Labeled-object pointing entries:
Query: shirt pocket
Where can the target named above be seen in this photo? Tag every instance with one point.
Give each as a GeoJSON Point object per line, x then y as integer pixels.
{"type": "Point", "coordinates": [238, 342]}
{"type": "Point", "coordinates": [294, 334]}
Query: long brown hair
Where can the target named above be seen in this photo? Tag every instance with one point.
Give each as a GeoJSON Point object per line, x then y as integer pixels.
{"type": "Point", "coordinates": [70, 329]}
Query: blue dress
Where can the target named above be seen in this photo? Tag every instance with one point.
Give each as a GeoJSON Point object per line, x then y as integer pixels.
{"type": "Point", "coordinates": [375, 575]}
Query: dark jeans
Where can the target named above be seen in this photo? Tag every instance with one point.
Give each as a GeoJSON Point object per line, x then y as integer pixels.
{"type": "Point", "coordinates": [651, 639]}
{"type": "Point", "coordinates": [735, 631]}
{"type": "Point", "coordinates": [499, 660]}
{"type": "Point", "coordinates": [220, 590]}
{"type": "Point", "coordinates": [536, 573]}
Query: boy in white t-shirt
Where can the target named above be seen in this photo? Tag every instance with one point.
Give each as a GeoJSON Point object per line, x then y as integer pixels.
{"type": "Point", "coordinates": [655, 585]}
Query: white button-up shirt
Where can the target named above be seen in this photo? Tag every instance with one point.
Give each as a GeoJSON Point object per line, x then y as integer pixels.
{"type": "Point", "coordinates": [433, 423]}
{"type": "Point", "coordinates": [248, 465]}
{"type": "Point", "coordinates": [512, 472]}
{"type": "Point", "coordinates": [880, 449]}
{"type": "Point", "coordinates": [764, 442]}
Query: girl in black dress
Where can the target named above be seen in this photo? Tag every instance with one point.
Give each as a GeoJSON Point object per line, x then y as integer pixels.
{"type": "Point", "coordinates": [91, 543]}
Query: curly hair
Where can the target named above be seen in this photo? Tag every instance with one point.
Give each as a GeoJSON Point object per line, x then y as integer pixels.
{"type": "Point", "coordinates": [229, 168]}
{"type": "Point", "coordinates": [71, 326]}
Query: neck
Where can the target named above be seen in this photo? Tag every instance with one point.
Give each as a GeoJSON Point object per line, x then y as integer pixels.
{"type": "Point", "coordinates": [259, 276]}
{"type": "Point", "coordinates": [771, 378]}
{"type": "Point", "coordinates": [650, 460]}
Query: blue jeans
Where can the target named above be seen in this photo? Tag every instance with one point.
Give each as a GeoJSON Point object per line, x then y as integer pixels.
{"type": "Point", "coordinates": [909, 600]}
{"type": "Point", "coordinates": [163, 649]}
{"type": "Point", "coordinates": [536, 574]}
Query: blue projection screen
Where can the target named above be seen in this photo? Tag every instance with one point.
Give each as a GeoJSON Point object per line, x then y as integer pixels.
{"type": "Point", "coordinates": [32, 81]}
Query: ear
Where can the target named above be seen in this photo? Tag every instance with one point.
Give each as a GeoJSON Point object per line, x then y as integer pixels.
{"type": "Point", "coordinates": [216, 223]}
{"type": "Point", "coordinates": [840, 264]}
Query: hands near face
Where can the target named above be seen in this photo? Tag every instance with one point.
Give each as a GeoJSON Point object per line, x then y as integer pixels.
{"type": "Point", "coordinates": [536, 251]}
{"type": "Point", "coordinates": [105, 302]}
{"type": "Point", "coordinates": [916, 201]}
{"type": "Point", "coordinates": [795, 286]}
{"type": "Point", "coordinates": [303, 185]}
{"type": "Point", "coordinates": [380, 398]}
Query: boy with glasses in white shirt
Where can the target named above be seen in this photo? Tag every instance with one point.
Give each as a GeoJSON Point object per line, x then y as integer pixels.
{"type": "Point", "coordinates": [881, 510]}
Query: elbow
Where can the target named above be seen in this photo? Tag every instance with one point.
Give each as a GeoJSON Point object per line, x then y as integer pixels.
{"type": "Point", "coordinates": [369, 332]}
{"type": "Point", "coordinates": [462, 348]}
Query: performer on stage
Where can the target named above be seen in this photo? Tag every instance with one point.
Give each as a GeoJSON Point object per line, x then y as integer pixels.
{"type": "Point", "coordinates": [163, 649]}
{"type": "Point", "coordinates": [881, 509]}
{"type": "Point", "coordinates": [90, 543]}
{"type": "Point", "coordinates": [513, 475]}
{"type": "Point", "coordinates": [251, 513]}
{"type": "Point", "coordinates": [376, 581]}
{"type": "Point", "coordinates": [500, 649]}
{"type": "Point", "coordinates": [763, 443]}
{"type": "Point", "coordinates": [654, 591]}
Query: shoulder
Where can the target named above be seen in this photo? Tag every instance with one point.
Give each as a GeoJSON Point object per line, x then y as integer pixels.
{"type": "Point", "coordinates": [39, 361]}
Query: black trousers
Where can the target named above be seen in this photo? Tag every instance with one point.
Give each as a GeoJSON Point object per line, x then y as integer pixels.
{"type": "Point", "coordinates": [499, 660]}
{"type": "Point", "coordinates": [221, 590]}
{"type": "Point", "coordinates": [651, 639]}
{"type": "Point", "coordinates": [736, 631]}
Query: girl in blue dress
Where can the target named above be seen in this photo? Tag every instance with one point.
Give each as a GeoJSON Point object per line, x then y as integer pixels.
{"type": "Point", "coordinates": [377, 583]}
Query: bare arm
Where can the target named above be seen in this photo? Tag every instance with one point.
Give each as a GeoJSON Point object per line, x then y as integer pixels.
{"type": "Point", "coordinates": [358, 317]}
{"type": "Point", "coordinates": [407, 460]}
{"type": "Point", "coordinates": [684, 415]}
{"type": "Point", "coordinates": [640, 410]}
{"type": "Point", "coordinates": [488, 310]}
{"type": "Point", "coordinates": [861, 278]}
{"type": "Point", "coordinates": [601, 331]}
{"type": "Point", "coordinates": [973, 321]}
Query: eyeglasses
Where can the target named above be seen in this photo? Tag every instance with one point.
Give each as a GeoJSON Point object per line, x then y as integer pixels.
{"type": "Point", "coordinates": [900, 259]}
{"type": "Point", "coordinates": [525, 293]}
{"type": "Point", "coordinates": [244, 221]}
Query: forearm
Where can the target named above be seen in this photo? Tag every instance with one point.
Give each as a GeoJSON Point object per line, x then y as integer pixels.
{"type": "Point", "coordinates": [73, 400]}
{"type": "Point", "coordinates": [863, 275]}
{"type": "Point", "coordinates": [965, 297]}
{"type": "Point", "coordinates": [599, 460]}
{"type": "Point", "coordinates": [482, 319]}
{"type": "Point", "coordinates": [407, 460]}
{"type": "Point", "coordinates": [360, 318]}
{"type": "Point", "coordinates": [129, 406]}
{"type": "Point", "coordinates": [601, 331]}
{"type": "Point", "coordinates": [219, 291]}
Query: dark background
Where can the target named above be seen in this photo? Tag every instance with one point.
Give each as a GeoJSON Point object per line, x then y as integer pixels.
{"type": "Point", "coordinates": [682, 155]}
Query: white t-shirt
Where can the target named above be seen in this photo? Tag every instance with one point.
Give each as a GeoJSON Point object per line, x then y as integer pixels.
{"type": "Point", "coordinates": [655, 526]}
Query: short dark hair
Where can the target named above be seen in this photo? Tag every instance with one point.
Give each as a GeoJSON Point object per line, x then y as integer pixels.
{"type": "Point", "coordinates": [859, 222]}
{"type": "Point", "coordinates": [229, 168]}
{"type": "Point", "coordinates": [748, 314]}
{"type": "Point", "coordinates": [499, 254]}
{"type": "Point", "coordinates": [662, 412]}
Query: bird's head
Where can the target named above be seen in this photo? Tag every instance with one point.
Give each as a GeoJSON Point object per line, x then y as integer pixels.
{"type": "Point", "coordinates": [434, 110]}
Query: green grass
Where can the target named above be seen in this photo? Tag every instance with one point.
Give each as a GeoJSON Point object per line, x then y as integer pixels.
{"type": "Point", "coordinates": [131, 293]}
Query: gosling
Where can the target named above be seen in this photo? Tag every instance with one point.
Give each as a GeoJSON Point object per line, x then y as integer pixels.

## Goal of the exercise
Output only the lines running from the line with "Query: bird's head" through the final line of the data, inclusive.

## Exercise answer
Query: bird's head
Where can the target named above be seen in this photo? Tag every instance with one point.
Give each as a GeoJSON Point object per line, x then y as integer pixels.
{"type": "Point", "coordinates": [434, 110]}
Query: green grass
Where can the target named above be seen in this photo? Tag every instance with one point.
Give each as a GeoJSON Point object per line, x then y as integer pixels.
{"type": "Point", "coordinates": [131, 293]}
Query: gosling
Where can the target named above be seen in this photo? Tag every instance with one point.
Give each as a GeoJSON Point object per line, x then y as integer pixels.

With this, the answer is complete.